WHAT THE TASK REQUIRES:
The records that follow should be retyped word for word.

DATA EXTRACT:

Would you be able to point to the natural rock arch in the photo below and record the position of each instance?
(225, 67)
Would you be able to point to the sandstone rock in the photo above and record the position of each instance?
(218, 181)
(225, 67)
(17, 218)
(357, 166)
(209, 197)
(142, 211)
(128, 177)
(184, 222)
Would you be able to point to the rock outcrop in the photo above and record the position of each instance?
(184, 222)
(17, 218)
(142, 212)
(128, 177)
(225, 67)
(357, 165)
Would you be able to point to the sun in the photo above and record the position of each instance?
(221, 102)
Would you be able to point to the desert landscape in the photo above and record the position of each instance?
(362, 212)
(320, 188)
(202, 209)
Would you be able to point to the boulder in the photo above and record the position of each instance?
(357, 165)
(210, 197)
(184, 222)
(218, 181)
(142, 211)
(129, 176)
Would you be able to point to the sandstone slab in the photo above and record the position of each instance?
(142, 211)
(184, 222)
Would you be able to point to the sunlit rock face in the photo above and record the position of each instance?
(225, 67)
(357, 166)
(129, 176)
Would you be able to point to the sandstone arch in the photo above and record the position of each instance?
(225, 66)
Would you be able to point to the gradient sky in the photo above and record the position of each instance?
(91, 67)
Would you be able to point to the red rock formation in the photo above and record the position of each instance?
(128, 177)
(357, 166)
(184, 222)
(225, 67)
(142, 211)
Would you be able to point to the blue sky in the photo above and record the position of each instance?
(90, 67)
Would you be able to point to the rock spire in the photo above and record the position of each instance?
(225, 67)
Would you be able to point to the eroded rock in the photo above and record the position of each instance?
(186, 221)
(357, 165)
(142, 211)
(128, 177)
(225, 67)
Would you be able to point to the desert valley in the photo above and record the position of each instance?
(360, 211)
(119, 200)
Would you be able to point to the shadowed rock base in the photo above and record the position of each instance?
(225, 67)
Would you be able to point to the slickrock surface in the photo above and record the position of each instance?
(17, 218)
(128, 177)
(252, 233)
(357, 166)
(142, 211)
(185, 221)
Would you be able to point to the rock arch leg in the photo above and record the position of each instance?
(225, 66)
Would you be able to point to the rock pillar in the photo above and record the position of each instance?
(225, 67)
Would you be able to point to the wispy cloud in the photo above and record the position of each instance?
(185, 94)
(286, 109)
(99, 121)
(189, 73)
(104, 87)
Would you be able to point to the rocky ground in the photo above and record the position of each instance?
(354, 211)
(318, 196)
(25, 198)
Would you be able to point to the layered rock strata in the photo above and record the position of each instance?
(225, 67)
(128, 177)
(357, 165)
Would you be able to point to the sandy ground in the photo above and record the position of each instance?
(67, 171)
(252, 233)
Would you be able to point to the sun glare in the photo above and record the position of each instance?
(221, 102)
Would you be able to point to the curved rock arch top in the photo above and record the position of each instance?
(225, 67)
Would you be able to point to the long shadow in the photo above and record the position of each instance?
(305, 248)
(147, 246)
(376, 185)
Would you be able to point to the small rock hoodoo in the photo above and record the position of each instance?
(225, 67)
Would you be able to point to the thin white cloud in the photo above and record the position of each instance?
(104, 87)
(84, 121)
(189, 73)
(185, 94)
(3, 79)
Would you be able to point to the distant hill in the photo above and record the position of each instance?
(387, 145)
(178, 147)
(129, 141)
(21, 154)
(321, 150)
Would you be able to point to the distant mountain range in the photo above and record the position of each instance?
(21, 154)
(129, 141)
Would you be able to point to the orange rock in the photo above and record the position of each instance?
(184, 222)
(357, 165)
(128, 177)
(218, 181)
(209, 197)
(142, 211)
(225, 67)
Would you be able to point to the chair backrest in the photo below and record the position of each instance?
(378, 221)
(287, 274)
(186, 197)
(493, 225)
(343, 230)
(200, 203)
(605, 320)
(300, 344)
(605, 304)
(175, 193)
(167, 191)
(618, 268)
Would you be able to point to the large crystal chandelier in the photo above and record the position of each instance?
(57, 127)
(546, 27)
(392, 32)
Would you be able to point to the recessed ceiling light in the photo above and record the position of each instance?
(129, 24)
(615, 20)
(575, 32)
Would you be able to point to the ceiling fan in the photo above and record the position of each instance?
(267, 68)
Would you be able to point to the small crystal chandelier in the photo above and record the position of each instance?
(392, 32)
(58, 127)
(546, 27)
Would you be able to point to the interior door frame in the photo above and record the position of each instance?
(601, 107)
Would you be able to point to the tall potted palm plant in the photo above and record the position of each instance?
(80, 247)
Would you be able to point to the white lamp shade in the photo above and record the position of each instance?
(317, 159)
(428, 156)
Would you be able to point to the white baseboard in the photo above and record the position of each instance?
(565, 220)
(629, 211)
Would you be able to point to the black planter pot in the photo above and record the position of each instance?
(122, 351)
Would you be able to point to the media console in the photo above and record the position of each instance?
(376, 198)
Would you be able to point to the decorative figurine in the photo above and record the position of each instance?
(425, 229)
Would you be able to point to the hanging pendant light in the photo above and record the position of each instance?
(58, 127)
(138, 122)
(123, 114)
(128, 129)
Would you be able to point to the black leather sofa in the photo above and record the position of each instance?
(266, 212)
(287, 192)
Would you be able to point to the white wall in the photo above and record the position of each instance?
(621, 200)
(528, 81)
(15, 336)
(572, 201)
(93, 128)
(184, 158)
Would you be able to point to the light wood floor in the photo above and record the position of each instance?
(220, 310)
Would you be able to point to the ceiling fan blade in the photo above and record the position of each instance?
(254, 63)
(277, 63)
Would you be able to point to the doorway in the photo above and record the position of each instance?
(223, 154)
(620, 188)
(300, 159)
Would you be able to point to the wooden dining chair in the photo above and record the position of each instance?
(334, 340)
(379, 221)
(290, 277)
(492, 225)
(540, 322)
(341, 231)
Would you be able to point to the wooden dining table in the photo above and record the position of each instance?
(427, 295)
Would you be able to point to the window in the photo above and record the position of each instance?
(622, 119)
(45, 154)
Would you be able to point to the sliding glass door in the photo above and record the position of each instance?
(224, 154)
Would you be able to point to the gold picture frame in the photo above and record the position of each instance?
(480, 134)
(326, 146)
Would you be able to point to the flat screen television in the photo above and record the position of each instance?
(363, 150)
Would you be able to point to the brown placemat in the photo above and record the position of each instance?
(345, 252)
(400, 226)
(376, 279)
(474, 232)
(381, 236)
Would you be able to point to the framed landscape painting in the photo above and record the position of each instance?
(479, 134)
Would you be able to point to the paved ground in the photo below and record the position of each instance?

WRITTEN ANSWER:
Would you be able to point to the natural rock arch in the photo below and record the position of each instance?
(225, 67)
Would you be able to point to the sandstone rock in the photo above and record the position of each instance?
(218, 181)
(225, 67)
(17, 218)
(357, 166)
(209, 197)
(142, 211)
(128, 177)
(184, 222)
Would you be able to point to the rock outcrop in the photo above and record the position of each instance?
(184, 222)
(17, 218)
(142, 212)
(128, 177)
(225, 67)
(357, 165)
Would you be able to point to the sun in the photo above and record the position of each instance?
(221, 102)
Would you be able to point to the desert landscape in the photo above and record the position of each instance?
(362, 212)
(320, 188)
(202, 209)
Would you be able to point to the boulder in the photo above and record the position of each instance?
(357, 165)
(210, 197)
(184, 222)
(218, 181)
(142, 211)
(129, 176)
Would you be able to point to the sandstone slab in the photo above and record the position of each instance?
(142, 211)
(184, 222)
Would you be able to point to the sunlit rock face in the photo above and record the position of each instance?
(225, 67)
(357, 166)
(129, 176)
Would you be able to point to the sandstone arch in the photo above and record the position of each instance?
(225, 66)
Would you be able to point to the gradient sky in the photo above and record the position of each instance?
(91, 67)
Would you be able to point to the red rock formation in the photo above and record the position of each instance?
(128, 177)
(357, 166)
(184, 222)
(225, 67)
(142, 211)
Would you be able to point to the blue sky in the photo above and record the position of each instance?
(90, 67)
Would you be able to point to the rock spire in the photo above and record the position of each instance?
(225, 67)
Would you be able to point to the eroded rock in the photo above and record the position of each instance?
(186, 221)
(357, 165)
(142, 211)
(128, 177)
(225, 67)
Would you be able to point to the desert valley in the photo above and record the position of each instance?
(360, 211)
(119, 200)
Would you be able to point to the shadowed rock base in the photo above and record the position of each instance?
(225, 67)
Would you be able to point to the slickrock surface in the photo above and record the position of each instance?
(17, 218)
(128, 177)
(252, 233)
(357, 166)
(142, 211)
(185, 221)
Would you be able to point to the rock arch leg in the photo above and record the position of each instance?
(225, 66)
Would you be able to point to the rock pillar in the photo above and record the position of each instance?
(225, 67)
Would you be able to point to the wispy cloud in the photo above and record the position of each instance?
(185, 94)
(286, 109)
(99, 121)
(189, 73)
(104, 87)
Would you be able to point to the rocky ground in the photo above and record the position of each instance?
(354, 211)
(318, 196)
(25, 198)
Would you be able to point to the layered rock strata in the photo above and record the position of each instance?
(225, 67)
(128, 177)
(357, 165)
Would you be able to point to the sandy ground in the photo above and record the position of each instance?
(67, 171)
(252, 233)
Would you be able to point to the sun glare in the photo above and record the position of each instance?
(221, 102)
Would you be able to point to the curved rock arch top in the photo above and record the position of each instance?
(225, 67)
Would you be able to point to the long shadow in the photo above and record the position of each instance?
(305, 248)
(147, 246)
(376, 185)
Would you be able to point to the small rock hoodoo in the photo above and record the position of each instance?
(225, 67)
Would you be able to point to the thin white cloud in the photo above and record the position of each instance?
(104, 87)
(84, 121)
(189, 73)
(185, 94)
(3, 79)
Would you be able to point to the distant hill in the photo above and record the position of each instance?
(387, 145)
(178, 147)
(129, 141)
(21, 154)
(321, 150)
Would you be able to point to the distant mountain range in the photo above and record the position of each instance?
(21, 154)
(129, 141)
Would you be able to point to the orange rock in the photo above and record the position of each instance?
(184, 222)
(357, 165)
(128, 177)
(218, 181)
(209, 197)
(142, 211)
(225, 67)
Would you be able to point to the chair backrest in the photo below and record the position of each instance?
(378, 221)
(287, 274)
(186, 197)
(493, 225)
(343, 230)
(200, 203)
(605, 320)
(300, 344)
(605, 304)
(175, 193)
(167, 191)
(618, 268)
Would you be able to point to the large crystal chandelier in the photo above and record the position of each instance?
(57, 127)
(546, 27)
(392, 32)
Would you be able to point to the recessed ceiling light in the photo above and record the position of each instance?
(129, 24)
(615, 20)
(575, 32)
Would you be able to point to the ceiling fan in the photo above and record the position of each instance?
(267, 68)
Would you be able to point to the small crystal chandelier in the photo above and record the position of each instance?
(392, 32)
(58, 127)
(546, 27)
Would you be able to point to the interior door frame in the photo above and record the position of each instance?
(601, 107)
Would you be able to point to the tall potted palm plant in the photo above and record the position of each instance?
(80, 247)
Would you be able to point to the white lamp shade in the photo above and record the position of each instance?
(317, 159)
(428, 156)
Would you be able to point to the white baseboard in the photo above and record the position of each instance?
(565, 220)
(629, 211)
Would you be able to point to the black planter pot in the photo above and record the position of each instance?
(122, 351)
Would you be able to point to the media console in the photo above and record the position of each instance?
(376, 198)
Would you be able to point to the decorative figurine in the photo above and record the position of each instance?
(425, 229)
Would you be able to point to the hanging pendant light in the photo above and record the position of each instance?
(58, 127)
(138, 122)
(123, 114)
(128, 129)
Would you be able to point to the black leather sofa in the photo above and record the position of each instance?
(266, 212)
(287, 192)
Would you be able to point to the white wall in the photo above and record the position of each instance?
(621, 200)
(528, 81)
(15, 336)
(572, 201)
(93, 128)
(184, 158)
Would you be able to point to the light wood floor in the photo above and record the position of each instance?
(220, 310)
Would you be able to point to the ceiling fan blade in the photo above and record the position of each instance?
(254, 63)
(277, 63)
Would you be able to point to the doorway in the photo above and record the position of each instance?
(223, 154)
(620, 188)
(300, 159)
Would you be able to point to the wooden dining chair in the photo above and record the position of each instance?
(334, 340)
(379, 221)
(290, 277)
(492, 225)
(540, 322)
(341, 231)
Would you be able to point to the wooden dining table in the photo above and record the position of each instance?
(427, 295)
Would you be able to point to the window in the photo above and record the position of each instance?
(622, 119)
(45, 154)
Would you be able to point to the sliding glass door in the photo above and record the position of each instance?
(224, 154)
Would you be able to point to the gold picture frame in the photo above and record the position of each instance?
(480, 134)
(326, 146)
Would you be able to point to the flat screen television in the photo above and record the position of each instance?
(363, 150)
Would you be able to point to the brown placemat in the photo above and record the position of each instance?
(345, 252)
(400, 226)
(376, 279)
(474, 232)
(381, 236)
Would you be able to point to the framed landscape painting in the photo above and record the position of each instance?
(479, 134)
Would you be able to point to the paved ground in the photo below and record the position of each instance?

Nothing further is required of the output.